SOURCE:

CHANNEL ISLANDS WAY
Stage 6: Alderney
Tuesday, August 8, 2017
After getting the ferry from Sark back to Guernsey, I headed over to Guernsey's airport for the short flight to Alderney, the most northerly of the Channel Islands and the closest to France. Alderney lies thirty kilometres north-east of Guernsey and just fifteen kilometres west of the Cherbourg Peninsula at the north-west tip of Normandy.
This is the shortest flight I've ever taken, with it taking longer to get the sixteen passengers strapped into the little cabin and run through the safety briefing than the twelve-minute scheduled length of the flight. As it turned out, the flight was slightly longer than scheduled, as we had to fly an extra circle around the island while the airport staff chased a flock of seagulls off the runway. Nobody was complaining at this development, however, as it gave us all an extra chance to soak in the marvellous aerial views of the island.
Alderney is slightly larger than Sark, covering eight square kilometres, but there aren't many other similarities between them. Alderney is more heavily populated, with most of its 2,000 residents living in the town of St Anne, slightly to the west of the centre of the island. There are a handful of other hamlets to the north and east of St Anne, while the area to the west is mostly empty aside from the small airport, which is about ten minutes walk from the centre of town. Unlike Sark, Alderney has embraced the automobile and the railway (well sort of; more about that later).
Alderney was heavily fortified during the 1850s, when there were plans to base a British naval fleet here in response to the building of a French naval base at Cherbourg. Thirteen Victorian forts and batteries encircled most of the coast, with only the high cliffs of the south-west left relatively undefended. These defences were soon made obsolete by the development of ironclad warships and rifled artillery in the 1860s. By the early 20th century only one fort was still operational.
There was more upheaval during World War II. On 23 June 1940, almost the entire population of Alderney (then about 1,500 people) were evacuated to mainland Britain. The Germans arrived on 2 July to find only nineteen people left on the island and promptly deported them to Guernsey, leaving no islanders to witness what took place on Alderney over the next five years. In 1942, around 6,000 prisoners, mainly Russian and Polish prisoners of war and Jewish slave workers, were shipped in and held in four internment camps. They were forced to work on building German fortifications and treated very harshly by their captors. More than 700 of these prisoners would never leave Alderney alive.
Dozens of German bunkers, bomb shelters, searchlight positions and artillery batteries are still dotted around the coast and hilltops of Alderney, some of them entirely untouched since the end of the war. Indeed, on my last day on Alderney I came across a small group of archaeologists and volunteers who were clearing dense foliage from a bunker that they were about to open up for the first time in more than seventy years.
When the first islanders finally returned to Alderney in December 1945, seven months after the German surrender, they found the island in a very poor state. The island's traditional system of farming, which had been in place since Anglo-Saxon times had collapsed in their absence and their homes were in ruins. The occupiers had stripped most of the buildings down as they became more and more desperate for firewood and other resources after the Channel Islands were cut off from German supply lines by the Allied invasion of Normandy in June 1944. The massive task of rebuilding the islanders' homes and economy stretched on well into the 1050s.

Dataset rows:
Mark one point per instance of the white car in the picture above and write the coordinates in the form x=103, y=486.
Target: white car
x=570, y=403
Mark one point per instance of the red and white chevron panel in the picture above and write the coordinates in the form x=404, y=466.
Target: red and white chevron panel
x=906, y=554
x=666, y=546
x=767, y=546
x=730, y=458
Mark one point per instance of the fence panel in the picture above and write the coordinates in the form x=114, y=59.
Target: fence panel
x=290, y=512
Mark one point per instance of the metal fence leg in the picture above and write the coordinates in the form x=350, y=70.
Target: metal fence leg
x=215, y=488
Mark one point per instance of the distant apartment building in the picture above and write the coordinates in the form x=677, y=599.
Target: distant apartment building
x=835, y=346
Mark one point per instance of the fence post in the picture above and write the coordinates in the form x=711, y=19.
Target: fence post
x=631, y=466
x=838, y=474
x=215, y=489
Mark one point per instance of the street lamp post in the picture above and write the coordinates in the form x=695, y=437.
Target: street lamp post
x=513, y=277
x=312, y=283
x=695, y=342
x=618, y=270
---
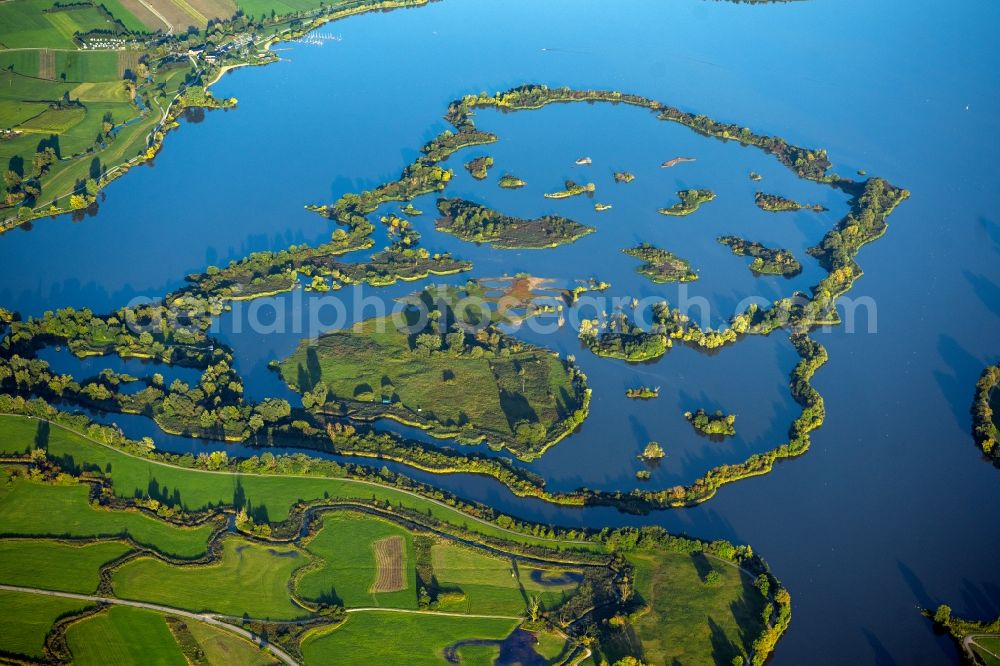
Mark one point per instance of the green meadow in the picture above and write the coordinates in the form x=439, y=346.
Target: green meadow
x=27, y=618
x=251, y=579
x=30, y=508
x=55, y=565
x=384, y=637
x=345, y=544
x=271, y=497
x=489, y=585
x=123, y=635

WHAT YOU NEED TO DO:
1. Write out the passage from the Alderney travel account that begins at the words "Alderney was heavily" and stops after the words "was still operational.".
2. According to the Alderney travel account, what kinds of German wartime structures are still dotted around the island's coast and hilltops? List every kind it names.

OUTPUTS FOR THE TASKS:
1.
Alderney was heavily fortified during the 1850s, when there were plans to base a British naval fleet here in response to the building of a French naval base at Cherbourg. Thirteen Victorian forts and batteries encircled most of the coast, with only the high cliffs of the south-west left relatively undefended. These defences were soon made obsolete by the development of ironclad warships and rifled artillery in the 1860s. By the early 20th century only one fort was still operational.

2.
- Bunkers
- Bomb shelters
- Searchlight positions
- Artillery batteries